Problem details: Count how many lines in the data contain the string "boat" and reply with that number alone.

Pointing and labeling entries:

────

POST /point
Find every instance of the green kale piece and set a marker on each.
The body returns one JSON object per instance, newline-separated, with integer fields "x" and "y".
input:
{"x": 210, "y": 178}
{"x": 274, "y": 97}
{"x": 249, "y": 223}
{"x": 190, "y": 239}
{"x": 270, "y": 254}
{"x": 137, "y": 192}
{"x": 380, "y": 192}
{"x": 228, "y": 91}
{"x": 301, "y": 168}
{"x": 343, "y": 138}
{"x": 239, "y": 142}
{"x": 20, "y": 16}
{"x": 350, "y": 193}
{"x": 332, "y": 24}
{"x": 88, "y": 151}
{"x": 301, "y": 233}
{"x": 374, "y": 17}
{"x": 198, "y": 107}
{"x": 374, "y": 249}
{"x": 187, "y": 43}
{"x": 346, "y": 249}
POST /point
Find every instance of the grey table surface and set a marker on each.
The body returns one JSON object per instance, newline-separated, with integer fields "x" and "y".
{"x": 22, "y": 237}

────

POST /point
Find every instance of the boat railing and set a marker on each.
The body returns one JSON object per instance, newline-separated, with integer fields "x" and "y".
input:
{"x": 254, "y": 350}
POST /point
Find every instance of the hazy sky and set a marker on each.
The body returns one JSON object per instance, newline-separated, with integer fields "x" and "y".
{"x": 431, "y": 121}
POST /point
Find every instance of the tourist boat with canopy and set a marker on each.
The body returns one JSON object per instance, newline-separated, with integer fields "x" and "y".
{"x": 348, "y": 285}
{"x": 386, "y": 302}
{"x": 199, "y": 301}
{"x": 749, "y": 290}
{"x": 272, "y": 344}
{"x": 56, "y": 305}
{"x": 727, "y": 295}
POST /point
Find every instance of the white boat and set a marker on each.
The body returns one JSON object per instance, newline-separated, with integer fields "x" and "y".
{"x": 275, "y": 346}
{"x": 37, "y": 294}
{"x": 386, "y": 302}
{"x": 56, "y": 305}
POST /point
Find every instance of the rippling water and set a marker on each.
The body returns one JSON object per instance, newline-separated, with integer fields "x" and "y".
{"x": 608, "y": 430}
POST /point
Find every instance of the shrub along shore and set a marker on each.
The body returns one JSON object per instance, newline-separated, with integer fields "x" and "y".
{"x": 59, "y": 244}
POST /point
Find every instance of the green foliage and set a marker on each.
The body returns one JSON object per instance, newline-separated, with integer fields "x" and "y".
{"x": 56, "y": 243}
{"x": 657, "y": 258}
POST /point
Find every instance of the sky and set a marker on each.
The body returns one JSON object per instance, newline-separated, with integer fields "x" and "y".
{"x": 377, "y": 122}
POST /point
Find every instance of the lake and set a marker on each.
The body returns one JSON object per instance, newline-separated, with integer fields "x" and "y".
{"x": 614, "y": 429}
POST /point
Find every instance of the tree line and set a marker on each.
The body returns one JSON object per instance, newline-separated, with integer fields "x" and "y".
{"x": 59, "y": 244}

────

Final result: 3